→ **Directions for this task**
The records below must be duplicated exactly, character for character.

▼▼▼

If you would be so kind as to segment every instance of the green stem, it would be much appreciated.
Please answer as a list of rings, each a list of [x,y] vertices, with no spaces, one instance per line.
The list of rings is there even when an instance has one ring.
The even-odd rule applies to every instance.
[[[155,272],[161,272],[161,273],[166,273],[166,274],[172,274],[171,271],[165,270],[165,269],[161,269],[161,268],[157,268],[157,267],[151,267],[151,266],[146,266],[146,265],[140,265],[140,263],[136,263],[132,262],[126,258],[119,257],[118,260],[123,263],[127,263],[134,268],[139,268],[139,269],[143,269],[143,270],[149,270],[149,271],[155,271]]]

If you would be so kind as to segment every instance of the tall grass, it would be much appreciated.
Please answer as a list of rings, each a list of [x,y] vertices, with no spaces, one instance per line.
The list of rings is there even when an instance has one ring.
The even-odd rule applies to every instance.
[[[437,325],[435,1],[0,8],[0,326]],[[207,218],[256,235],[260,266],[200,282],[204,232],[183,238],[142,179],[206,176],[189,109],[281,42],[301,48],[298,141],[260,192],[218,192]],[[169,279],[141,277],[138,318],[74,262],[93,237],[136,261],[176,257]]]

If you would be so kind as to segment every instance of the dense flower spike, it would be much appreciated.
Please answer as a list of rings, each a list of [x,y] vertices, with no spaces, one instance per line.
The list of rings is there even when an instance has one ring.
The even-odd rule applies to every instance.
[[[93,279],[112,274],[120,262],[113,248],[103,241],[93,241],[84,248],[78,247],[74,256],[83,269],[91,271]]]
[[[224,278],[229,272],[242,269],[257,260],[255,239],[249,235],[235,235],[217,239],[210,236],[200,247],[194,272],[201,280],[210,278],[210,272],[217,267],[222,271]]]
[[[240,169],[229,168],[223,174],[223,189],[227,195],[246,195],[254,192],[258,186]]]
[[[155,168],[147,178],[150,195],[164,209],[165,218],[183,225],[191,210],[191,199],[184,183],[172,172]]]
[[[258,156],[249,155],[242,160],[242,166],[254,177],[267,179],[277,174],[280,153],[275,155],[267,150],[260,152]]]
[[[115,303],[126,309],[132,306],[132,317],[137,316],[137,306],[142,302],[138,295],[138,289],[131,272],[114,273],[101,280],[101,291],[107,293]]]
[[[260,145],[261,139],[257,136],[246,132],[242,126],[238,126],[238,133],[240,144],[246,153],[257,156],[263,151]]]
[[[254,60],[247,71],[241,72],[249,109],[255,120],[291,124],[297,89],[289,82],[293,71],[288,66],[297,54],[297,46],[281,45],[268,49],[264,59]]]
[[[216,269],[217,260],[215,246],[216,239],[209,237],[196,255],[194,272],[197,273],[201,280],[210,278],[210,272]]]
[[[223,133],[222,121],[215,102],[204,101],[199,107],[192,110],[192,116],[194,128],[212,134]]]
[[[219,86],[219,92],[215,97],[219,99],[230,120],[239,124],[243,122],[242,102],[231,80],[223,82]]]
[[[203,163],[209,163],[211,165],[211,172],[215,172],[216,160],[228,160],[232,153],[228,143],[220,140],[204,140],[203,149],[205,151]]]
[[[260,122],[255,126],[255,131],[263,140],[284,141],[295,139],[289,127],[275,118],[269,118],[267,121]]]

▲▲▲

→ **Finished answer**
If you would be so kind as to segment every instance of the green stem, it would be much appreciated.
Please answer as a list of rings, each a list of [x,y] vertices, with no spaces, one instance per line.
The list of rings is there even when an instance has one ring.
The even-odd rule applies to every instance.
[[[155,272],[161,272],[161,273],[166,273],[166,274],[172,274],[171,271],[165,270],[165,269],[161,269],[161,268],[157,268],[157,267],[151,267],[151,266],[146,266],[146,265],[140,265],[140,263],[136,263],[132,262],[126,258],[119,257],[118,260],[123,263],[127,263],[134,268],[139,268],[139,269],[143,269],[143,270],[149,270],[149,271],[155,271]]]

If you would be so kind as to segment every instance of the tall grass, it would be much appreciated.
Please answer as a list of rings, each a list of [x,y] vertices, with no spaces, one instance per line.
The list of rings is there even when an instance has one ring.
The even-odd rule applies to every instance.
[[[437,325],[435,1],[0,8],[0,326]],[[207,218],[256,235],[260,266],[200,282],[204,232],[183,238],[142,179],[206,176],[189,109],[281,42],[301,48],[298,141],[260,192],[218,192]],[[169,279],[141,277],[138,318],[74,262],[93,237],[136,261],[176,257]]]

If you would be so kind as to segment every instance of the dense flower spike, it would be much appreciated.
Please answer as a list of rings, each a list of [x,y] vertices, with no spaces, one instance per line.
The list of rings is there even when an instance has one ring.
The even-odd rule applies to every instance.
[[[93,279],[112,274],[120,262],[113,248],[103,241],[93,241],[84,248],[78,247],[74,256],[83,269],[91,271]]]
[[[224,278],[229,272],[242,269],[257,260],[255,239],[249,235],[235,235],[217,239],[210,236],[200,247],[194,272],[201,280],[210,278],[210,272],[217,267],[222,271]]]
[[[240,169],[229,168],[223,174],[223,189],[227,195],[246,195],[254,192],[258,186]]]
[[[155,168],[147,178],[150,195],[164,209],[165,218],[183,225],[191,210],[191,199],[184,183],[172,172]]]
[[[258,156],[249,155],[242,160],[242,166],[254,177],[267,179],[277,174],[280,153],[275,155],[267,150],[260,152]]]
[[[115,303],[126,309],[132,306],[132,317],[137,316],[137,306],[142,302],[138,295],[138,289],[131,272],[114,273],[101,280],[101,291],[107,293]]]
[[[260,145],[261,139],[257,136],[246,132],[242,126],[238,126],[238,133],[240,144],[246,153],[257,156],[263,151]]]
[[[254,60],[247,71],[241,72],[249,109],[255,120],[291,124],[297,89],[289,82],[293,71],[288,66],[297,54],[297,46],[281,45],[268,49],[264,59]]]
[[[216,269],[217,260],[215,246],[216,239],[209,237],[196,255],[194,272],[197,273],[201,280],[210,278],[210,272]]]
[[[223,133],[222,121],[215,102],[204,101],[199,107],[192,110],[192,116],[194,128],[212,134]]]
[[[219,86],[219,92],[215,97],[219,99],[230,120],[239,124],[243,122],[242,102],[231,80],[223,82]]]
[[[203,163],[209,163],[211,165],[211,172],[215,172],[216,160],[228,160],[232,153],[228,143],[220,140],[204,140],[203,149],[205,151]]]
[[[260,122],[255,126],[255,131],[263,140],[284,141],[295,139],[289,127],[275,118],[269,118],[267,121]]]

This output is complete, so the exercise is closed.